■ Tasks and exercises ■
1 - Condense the paragraph in the thread on Hashimoto's and extreme cold that begins "On both occasions I went from normal" into a short bulleted list that keeps its main facts.
2 - Reproduce word for word the part of the thread on Hashimoto's and extreme cold from "For those who" up to and including "the normal range.".

■ Selected extract ■

= Beginning of Section =

# Hashimoto's and Extreme Cold



## jenny v (May 6, 2012)

For those who have symptoms of extreme cold


----------



## Sue (Mar 30, 2015)

Found the new thread having contributed to it on the old thread. Of course it's not just applicable to Hashimoto's as I've had it twice and I don't have H. Looking back over the posts so far on the other thread it is interesting how those who have the extreme coldness tend to have acquired it and then there's no let up.

In my case I did not have cold intolerance after the TT but got it badly and so severely that I had to have two terminations, when pregnant. On both occasions my thyroid numbers were in the normal range.

On both occasions I went from normal to EXTREME cold intolerance virtually overnight when pregnant and then after each termination (done because I simple couldn't exist in the state I was in) I reverted to normal temperatures immediately. So, does this tell us something....? I don't really know what - perhaps that when the body is under extreme stress post TT then we are more vulnerable. Sue


----------



## Lovlkn (Dec 20, 2009)

= End of Section =

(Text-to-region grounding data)
= Beginning of Section =

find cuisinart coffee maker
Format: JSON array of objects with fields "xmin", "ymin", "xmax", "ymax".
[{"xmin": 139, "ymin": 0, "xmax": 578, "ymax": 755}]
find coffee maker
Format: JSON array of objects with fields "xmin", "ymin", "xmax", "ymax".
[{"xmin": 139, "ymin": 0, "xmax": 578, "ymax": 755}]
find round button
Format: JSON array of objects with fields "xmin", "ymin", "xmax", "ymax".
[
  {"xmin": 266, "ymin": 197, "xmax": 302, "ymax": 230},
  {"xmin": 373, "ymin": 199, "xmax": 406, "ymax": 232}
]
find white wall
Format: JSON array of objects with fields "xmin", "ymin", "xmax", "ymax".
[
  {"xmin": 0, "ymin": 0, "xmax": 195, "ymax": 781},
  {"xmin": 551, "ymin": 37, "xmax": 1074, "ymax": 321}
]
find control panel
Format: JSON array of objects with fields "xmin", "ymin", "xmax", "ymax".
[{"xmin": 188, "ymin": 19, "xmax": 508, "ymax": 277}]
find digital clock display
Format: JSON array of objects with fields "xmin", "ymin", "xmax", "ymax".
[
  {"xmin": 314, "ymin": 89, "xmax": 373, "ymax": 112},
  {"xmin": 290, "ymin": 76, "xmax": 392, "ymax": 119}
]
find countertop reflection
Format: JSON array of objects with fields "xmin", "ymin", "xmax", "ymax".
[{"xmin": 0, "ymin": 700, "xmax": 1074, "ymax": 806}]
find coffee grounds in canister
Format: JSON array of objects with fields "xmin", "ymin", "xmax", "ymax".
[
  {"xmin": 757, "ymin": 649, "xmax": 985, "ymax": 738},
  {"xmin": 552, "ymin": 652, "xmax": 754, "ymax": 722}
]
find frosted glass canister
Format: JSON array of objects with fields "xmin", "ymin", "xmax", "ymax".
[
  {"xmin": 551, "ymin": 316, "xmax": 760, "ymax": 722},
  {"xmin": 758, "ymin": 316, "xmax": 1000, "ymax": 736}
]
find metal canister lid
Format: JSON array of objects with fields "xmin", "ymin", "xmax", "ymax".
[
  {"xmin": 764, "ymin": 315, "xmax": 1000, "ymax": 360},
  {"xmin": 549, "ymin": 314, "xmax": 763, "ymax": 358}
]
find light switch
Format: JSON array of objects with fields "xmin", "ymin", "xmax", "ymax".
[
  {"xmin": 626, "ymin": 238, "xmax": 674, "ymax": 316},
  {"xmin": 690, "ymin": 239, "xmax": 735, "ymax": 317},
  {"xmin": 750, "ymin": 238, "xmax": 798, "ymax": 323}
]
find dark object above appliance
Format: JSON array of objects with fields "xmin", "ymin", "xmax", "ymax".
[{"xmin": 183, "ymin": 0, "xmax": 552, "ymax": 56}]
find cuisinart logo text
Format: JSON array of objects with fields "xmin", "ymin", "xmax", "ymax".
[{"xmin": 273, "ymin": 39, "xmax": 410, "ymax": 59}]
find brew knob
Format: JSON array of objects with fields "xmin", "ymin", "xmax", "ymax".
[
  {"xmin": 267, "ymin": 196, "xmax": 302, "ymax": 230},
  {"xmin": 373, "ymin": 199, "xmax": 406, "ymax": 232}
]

= End of Section =

■ Solutions below ■
1 -
- Both times, the writer went from normal to extreme cold intolerance almost overnight while pregnant.
- Each termination was done because the writer could not live in that state.
- After each termination, the writer's temperature returned to normal immediately.
- The writer is unsure what this shows, but suggests the body may be more vulnerable when under extreme stress post TT.

2 -
For those who have symptoms of extreme cold


----------



## Sue (Mar 30, 2015)

Found the new thread having contributed to it on the old thread. Of course it's not just applicable to Hashimoto's as I've had it twice and I don't have H. Looking back over the posts so far on the other thread it is interesting how those who have the extreme coldness tend to have acquired it and then there's no let up.

In my case I did not have cold intolerance after the TT but got it badly and so severely that I had to have two terminations, when pregnant. On both occasions my thyroid numbers were in the normal range.